Collect every line of the records that contains the string "logo", matching case exactly.

____ RECORD SET

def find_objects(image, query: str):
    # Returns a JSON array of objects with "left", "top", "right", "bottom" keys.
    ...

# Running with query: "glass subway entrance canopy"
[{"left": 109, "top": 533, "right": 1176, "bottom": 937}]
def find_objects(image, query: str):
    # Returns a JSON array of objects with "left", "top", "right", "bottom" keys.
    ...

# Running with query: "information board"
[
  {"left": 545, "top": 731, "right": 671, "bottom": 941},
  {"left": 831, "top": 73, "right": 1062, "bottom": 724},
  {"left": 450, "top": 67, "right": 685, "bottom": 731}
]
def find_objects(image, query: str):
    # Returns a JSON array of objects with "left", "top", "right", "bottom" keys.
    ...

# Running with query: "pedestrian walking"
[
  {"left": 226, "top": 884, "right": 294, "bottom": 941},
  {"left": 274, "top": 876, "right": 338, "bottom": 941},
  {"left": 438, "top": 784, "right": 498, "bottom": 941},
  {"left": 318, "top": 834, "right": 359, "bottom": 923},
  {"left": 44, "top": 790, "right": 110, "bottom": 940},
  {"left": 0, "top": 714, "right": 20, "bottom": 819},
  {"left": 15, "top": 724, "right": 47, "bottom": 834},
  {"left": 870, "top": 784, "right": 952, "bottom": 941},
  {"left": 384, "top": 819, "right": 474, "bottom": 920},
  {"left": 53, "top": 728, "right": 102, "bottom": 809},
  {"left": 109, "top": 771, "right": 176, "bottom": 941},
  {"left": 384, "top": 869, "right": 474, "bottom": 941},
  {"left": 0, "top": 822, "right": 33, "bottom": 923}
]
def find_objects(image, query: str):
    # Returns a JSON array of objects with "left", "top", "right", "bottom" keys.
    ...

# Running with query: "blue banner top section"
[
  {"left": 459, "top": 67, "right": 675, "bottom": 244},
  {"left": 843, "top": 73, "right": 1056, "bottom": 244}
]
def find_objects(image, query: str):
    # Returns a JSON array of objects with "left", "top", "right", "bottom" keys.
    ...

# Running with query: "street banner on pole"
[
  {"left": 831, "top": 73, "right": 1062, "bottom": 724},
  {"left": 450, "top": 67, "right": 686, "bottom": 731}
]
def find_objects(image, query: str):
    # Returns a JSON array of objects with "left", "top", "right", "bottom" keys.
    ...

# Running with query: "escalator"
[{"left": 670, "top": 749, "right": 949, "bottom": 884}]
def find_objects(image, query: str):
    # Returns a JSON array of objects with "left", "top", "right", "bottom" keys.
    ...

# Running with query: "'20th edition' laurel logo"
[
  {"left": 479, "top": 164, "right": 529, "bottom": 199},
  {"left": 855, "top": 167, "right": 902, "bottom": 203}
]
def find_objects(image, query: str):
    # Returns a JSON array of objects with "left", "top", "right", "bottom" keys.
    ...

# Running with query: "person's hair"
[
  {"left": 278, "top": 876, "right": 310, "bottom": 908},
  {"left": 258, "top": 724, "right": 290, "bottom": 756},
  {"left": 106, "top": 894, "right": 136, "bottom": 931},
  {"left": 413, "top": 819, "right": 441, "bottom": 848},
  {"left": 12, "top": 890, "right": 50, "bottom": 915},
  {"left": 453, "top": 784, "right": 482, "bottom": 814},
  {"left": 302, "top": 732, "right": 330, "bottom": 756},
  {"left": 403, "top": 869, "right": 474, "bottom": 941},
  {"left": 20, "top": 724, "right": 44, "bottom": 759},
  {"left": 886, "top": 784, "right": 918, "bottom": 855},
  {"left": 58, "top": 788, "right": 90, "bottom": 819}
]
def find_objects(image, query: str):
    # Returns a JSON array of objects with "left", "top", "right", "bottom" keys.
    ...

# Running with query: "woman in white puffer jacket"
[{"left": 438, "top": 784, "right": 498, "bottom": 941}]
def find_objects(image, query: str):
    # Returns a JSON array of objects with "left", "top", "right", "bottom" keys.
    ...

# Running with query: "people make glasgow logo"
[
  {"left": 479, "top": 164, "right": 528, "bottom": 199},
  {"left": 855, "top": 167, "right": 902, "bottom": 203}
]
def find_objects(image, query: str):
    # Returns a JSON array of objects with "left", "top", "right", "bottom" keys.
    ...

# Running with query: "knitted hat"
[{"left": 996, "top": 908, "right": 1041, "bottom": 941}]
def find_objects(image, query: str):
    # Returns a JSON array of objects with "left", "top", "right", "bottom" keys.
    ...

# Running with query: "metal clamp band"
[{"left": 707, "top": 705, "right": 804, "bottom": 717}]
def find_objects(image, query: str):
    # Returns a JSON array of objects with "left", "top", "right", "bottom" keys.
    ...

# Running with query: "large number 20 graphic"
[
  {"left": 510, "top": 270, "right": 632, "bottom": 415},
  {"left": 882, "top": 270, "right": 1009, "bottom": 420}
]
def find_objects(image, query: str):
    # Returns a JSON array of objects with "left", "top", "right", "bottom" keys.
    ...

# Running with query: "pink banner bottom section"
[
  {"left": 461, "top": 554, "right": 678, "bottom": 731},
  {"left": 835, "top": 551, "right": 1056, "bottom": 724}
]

________

### RESPONSE FOR THIS EXERCISE
# Running with query: "'20th edition' laurel logo"
# Running with query: "people make glasgow logo"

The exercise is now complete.